Nothing but the line with "Would you mind marking the tree shadow" and the lines after it, through the end of the records below, is to be repeated, exactly as it is.

>> Begin Dataset records

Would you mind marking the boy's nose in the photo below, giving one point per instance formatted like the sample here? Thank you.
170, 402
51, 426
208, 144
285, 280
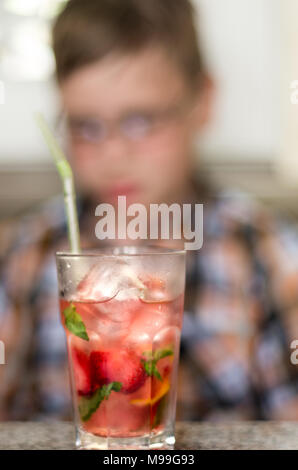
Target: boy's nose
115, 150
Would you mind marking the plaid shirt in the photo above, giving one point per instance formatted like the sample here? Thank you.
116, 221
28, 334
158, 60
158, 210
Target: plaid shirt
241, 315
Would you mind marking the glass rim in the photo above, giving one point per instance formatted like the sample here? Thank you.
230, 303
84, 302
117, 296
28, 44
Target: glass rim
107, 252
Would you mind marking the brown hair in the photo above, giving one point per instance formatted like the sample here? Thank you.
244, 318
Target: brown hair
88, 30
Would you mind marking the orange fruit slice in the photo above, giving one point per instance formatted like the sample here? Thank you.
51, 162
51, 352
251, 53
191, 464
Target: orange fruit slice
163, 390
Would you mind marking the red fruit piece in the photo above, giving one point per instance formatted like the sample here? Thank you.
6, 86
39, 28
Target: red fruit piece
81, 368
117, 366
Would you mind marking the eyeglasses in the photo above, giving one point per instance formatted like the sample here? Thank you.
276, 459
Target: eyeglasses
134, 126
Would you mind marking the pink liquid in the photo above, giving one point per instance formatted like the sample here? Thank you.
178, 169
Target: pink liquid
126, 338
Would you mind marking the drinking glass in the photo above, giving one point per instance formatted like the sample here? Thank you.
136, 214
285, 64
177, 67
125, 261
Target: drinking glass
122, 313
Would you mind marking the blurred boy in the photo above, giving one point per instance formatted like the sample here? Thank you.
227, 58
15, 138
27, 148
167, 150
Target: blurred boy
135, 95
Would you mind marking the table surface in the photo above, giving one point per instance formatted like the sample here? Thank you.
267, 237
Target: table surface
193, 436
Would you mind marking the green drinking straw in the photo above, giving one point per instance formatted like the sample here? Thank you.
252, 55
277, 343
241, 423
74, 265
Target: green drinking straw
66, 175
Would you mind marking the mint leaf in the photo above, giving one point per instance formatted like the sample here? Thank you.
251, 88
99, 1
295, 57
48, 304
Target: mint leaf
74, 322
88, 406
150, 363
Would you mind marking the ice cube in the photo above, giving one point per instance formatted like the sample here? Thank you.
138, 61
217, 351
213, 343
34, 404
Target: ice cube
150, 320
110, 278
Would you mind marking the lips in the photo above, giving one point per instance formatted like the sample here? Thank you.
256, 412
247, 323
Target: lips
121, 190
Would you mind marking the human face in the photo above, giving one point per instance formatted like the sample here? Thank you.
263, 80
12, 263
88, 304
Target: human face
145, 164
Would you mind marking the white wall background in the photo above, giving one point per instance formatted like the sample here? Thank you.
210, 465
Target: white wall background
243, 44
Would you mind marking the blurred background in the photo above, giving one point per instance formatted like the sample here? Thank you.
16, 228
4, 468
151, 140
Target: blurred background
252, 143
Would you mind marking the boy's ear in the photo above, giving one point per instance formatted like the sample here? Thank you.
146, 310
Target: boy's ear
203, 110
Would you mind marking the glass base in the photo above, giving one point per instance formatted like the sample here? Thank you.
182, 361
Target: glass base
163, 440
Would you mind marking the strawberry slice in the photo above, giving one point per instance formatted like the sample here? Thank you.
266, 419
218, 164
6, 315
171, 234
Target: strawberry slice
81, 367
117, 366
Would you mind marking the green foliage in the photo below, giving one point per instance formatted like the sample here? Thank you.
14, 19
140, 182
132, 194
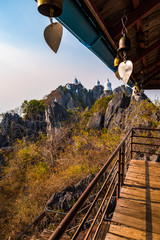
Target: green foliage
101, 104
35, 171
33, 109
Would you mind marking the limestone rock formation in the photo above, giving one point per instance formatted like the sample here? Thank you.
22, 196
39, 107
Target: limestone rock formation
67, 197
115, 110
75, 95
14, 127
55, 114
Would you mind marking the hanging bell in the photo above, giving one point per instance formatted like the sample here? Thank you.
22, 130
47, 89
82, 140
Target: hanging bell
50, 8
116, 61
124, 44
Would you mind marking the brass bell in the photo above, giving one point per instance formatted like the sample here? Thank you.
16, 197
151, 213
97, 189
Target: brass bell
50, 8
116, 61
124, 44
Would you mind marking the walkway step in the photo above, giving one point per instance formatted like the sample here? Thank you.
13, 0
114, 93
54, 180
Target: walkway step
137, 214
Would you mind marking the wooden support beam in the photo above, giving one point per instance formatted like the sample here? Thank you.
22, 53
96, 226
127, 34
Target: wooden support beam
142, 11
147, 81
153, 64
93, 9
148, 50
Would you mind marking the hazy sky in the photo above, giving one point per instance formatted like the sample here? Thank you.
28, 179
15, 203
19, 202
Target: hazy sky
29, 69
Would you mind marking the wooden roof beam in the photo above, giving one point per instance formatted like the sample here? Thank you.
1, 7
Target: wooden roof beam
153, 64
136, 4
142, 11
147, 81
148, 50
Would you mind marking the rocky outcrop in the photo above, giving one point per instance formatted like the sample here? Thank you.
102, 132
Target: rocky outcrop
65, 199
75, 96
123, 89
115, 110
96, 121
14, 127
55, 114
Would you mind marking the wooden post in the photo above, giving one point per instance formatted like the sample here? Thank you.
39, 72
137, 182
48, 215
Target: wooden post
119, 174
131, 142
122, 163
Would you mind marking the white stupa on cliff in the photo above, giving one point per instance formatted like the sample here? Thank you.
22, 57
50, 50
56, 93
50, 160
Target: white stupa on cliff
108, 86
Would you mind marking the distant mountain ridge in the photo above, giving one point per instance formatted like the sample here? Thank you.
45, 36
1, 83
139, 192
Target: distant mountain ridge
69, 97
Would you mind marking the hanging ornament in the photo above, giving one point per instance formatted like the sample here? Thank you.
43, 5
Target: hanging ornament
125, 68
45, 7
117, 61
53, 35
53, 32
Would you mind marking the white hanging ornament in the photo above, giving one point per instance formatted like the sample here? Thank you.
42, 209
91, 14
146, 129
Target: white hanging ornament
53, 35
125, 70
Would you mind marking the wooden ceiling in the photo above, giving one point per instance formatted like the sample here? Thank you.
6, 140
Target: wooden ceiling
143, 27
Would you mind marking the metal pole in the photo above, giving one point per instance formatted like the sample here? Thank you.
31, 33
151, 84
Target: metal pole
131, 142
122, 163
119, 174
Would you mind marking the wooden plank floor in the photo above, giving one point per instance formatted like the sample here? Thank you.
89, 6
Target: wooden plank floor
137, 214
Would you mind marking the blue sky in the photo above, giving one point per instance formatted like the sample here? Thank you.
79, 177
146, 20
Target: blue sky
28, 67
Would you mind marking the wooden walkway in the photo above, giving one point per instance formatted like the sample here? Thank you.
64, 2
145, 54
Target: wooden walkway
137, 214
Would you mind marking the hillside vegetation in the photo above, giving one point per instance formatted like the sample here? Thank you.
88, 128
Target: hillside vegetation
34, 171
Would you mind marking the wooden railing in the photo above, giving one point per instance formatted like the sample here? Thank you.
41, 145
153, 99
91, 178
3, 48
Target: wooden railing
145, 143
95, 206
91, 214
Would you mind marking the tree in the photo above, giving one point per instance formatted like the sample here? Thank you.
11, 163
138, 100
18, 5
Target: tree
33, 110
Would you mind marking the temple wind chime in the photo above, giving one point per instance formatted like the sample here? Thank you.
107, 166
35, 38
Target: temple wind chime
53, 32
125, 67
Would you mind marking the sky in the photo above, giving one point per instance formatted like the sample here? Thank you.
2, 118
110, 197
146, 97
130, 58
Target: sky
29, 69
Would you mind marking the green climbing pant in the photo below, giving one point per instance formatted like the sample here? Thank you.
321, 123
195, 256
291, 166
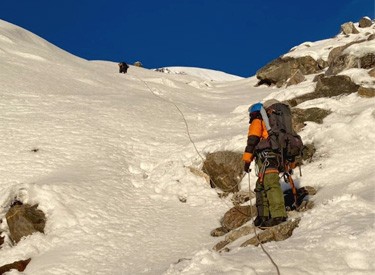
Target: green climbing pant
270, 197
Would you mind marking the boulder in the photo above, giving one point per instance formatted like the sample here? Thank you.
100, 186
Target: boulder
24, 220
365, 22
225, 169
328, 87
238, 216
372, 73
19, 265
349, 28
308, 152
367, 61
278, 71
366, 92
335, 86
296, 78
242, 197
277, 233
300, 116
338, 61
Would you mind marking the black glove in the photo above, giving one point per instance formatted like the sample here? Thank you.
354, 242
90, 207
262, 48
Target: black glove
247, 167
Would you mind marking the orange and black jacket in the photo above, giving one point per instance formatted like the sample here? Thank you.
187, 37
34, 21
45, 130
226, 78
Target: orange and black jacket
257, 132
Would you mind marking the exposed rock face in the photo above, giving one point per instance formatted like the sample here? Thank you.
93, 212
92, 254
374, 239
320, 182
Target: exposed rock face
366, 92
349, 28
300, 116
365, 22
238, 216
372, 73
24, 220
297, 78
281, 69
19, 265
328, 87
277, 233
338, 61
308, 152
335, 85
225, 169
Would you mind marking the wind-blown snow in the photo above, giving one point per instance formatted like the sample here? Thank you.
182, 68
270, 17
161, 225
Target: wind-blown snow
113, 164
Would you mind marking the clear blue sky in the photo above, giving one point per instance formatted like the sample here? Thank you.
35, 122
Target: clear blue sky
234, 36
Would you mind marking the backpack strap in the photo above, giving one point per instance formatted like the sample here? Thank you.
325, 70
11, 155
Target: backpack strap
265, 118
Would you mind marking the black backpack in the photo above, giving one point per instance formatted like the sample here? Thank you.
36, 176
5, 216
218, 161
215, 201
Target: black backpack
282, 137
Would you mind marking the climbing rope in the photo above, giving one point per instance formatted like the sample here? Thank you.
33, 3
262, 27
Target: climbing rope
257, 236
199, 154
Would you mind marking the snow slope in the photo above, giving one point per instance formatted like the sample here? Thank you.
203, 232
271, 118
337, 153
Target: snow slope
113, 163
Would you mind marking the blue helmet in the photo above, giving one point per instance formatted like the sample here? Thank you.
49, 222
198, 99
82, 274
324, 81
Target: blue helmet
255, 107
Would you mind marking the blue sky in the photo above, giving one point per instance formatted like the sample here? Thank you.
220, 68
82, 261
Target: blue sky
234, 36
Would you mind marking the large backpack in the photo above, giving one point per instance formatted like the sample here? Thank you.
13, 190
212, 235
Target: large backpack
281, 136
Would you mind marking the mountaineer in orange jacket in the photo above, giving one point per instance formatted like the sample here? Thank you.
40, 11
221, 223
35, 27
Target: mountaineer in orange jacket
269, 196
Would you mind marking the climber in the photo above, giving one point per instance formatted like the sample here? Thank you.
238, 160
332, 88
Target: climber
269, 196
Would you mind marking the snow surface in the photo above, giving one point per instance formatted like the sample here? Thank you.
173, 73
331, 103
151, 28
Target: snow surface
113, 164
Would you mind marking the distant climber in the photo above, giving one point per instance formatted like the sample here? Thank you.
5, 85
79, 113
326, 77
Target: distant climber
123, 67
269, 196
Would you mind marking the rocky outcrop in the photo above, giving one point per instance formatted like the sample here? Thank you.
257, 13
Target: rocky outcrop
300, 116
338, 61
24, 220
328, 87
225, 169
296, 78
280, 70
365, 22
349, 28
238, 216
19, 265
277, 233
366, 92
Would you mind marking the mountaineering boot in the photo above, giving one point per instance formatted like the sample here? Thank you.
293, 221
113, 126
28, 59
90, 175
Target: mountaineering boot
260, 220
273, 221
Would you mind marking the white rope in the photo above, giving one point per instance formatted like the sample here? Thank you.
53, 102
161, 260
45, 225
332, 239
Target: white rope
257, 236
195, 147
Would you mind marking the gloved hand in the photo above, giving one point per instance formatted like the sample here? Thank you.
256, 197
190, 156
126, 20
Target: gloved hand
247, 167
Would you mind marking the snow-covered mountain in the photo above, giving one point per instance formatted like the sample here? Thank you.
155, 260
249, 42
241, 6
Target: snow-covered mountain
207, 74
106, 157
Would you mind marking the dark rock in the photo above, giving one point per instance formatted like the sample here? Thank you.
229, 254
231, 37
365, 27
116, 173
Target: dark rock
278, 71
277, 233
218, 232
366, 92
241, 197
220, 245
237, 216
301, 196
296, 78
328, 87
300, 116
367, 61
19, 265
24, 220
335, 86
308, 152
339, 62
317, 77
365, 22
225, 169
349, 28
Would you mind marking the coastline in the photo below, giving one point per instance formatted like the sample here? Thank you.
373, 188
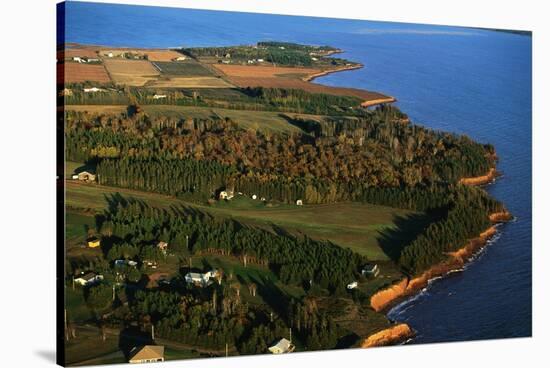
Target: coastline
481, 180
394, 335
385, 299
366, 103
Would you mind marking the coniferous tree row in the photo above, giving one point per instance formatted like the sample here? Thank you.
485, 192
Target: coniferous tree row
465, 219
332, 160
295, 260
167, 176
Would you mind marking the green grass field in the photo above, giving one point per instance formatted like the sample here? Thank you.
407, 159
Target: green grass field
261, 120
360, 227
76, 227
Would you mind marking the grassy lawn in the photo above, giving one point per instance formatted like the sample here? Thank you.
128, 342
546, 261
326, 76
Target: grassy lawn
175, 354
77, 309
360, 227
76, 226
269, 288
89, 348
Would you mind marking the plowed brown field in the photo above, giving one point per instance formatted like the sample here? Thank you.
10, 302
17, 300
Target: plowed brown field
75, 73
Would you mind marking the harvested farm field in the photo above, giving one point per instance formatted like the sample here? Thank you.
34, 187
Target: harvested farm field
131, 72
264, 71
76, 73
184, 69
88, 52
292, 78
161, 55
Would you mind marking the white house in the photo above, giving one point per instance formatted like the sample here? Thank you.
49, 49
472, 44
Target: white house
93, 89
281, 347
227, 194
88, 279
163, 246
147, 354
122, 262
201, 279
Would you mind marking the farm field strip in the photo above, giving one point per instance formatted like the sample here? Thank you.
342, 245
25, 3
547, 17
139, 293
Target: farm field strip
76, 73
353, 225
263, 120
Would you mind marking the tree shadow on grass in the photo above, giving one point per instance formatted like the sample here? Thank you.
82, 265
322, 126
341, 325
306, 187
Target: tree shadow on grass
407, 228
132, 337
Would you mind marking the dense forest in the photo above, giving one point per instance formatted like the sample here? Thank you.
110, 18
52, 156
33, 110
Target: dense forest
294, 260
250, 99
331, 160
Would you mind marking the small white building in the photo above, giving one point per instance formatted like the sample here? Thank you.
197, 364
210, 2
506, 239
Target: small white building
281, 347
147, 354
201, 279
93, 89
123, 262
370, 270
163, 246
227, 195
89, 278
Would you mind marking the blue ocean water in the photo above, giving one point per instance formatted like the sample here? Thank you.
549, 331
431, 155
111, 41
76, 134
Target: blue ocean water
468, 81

>> End Dataset records

Exercise output:
Would you mind marking the tree shadow on grass in the photo above, giving one point per instance formatted like the sample here? Thank you.
82, 265
322, 126
341, 325
306, 187
Target: tree shadow on grass
407, 228
132, 337
Would you mind marking the dense forest in the photo above, giving one point per instance formatted like the sample here? Thank you.
110, 18
52, 156
33, 110
Target: dense forest
294, 260
250, 99
331, 160
Would you mind marking the small white building in the photo above, giving one point per instance formatted like the sample here? Thank you.
197, 364
210, 2
506, 239
Target: small white building
281, 347
147, 354
201, 279
93, 89
123, 262
370, 270
163, 246
227, 195
89, 278
Would you mind marking the blue ocean water in the photo above, giving one point per instance formatted like the sample here? Thank you.
549, 331
431, 155
111, 41
76, 134
Target: blue ocean water
468, 81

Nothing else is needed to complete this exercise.